(Entries for pointing and labeling)
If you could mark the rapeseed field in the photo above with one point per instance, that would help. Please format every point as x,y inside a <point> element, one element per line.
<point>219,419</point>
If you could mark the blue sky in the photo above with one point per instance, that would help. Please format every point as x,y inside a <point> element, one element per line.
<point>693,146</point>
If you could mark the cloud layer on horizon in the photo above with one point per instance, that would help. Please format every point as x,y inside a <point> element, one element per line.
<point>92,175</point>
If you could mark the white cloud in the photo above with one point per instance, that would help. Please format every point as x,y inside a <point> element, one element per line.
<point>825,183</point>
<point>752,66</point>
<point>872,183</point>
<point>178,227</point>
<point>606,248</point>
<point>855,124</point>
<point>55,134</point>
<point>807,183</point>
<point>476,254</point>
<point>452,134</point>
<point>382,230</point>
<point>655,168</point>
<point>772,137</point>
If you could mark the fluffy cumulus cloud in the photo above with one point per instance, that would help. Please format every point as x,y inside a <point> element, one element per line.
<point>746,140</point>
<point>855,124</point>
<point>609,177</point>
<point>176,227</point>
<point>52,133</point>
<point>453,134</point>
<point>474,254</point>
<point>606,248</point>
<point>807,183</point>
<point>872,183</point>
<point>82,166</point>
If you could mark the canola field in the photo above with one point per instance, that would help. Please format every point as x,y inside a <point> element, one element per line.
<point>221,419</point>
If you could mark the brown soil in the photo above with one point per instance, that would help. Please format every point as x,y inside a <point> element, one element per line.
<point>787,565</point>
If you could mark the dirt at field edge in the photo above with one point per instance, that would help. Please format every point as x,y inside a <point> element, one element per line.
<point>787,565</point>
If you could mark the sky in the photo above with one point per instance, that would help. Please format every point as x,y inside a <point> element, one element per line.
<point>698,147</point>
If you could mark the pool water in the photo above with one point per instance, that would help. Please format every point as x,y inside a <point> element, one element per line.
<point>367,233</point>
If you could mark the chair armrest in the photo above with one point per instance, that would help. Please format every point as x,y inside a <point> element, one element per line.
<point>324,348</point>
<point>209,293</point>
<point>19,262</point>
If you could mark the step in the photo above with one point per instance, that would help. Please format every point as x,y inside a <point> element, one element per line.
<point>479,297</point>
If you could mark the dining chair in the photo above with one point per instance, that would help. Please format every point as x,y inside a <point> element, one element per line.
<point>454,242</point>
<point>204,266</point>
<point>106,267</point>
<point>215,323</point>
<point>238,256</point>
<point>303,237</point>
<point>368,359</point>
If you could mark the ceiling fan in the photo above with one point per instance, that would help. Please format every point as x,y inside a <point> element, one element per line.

## [What the exercise asks]
Turn all of the data above into a numbered list, one line per item, and skip any blank lines.

## [Response below]
1. If you could mark the rapeseed field in the photo above with one point per instance, that would help. Please format every point as x,y inside a <point> element, one element per line.
2. <point>219,419</point>
3. If you could mark the blue sky in the photo above with one point per instance, that would help. Please format every point as x,y inside a <point> element, one element per line.
4. <point>693,146</point>
5. If you could mark the cloud layer on horizon in the photo above with one point per instance, that would help. Please format every point as x,y inside a <point> element, one element per line.
6. <point>92,175</point>
7. If you could mark the white cloud in the photo above with one point per instance, that would help. Please format every point as x,y inside a <point> element, one element per line.
8. <point>825,183</point>
9. <point>752,66</point>
10. <point>872,183</point>
11. <point>178,227</point>
12. <point>606,248</point>
13. <point>855,124</point>
14. <point>55,134</point>
15. <point>807,183</point>
16. <point>476,254</point>
17. <point>452,134</point>
18. <point>382,230</point>
19. <point>655,168</point>
20. <point>772,137</point>
21. If you could mark the fluffy cumulus cloud in the photo above with one point per instance, that would help. Please format every point as x,y inside a <point> element, one element per line.
22. <point>746,140</point>
23. <point>855,124</point>
24. <point>609,177</point>
25. <point>176,227</point>
26. <point>52,133</point>
27. <point>453,134</point>
28. <point>474,254</point>
29. <point>606,248</point>
30. <point>807,183</point>
31. <point>872,183</point>
32. <point>82,166</point>
33. If you could mark the canola field in the photo above with one point per instance, that would help. Please format every point as x,y inside a <point> element, one element per line.
34. <point>221,419</point>
35. If you could mark the brown soil in the photo above with one point per instance, that would help. Please format every point as x,y inside a <point> element, one element per line.
36. <point>787,565</point>
37. If you could mark the dirt at field edge in the photo above with one point per instance, that would help. Please format every point as x,y inside a <point> element, one element per line.
38. <point>787,565</point>
39. If you could mark the sky in the photo above with one point per instance, that would help. Please format every point as x,y inside a <point> element, one element per line.
40. <point>698,147</point>
41. If you could mark the pool water in the photo above with one point per instance, that would help. Please format every point as x,y inside a <point> element, one element per line.
42. <point>367,233</point>
43. If you could mark the chair armrest in the photo above with one point per instance, that would help. Please format every point as x,y inside a <point> element, one element per line.
44. <point>324,348</point>
45. <point>209,293</point>
46. <point>19,262</point>
47. If you could mark the step in the photo above with one point per instance, that would help. Please format every point as x,y inside a <point> element, one element per line.
48. <point>479,297</point>
49. If you could mark the dining chair in the photo above with one point per instance, that would help. Please format every point as x,y inside a <point> element, one element per line.
50. <point>454,242</point>
51. <point>204,266</point>
52. <point>106,267</point>
53. <point>215,323</point>
54. <point>238,256</point>
55. <point>303,237</point>
56. <point>368,359</point>
57. If you could mark the ceiling fan in the photo above with one point per instance, that would help. Please format every point as x,y inside a <point> element, one element per line.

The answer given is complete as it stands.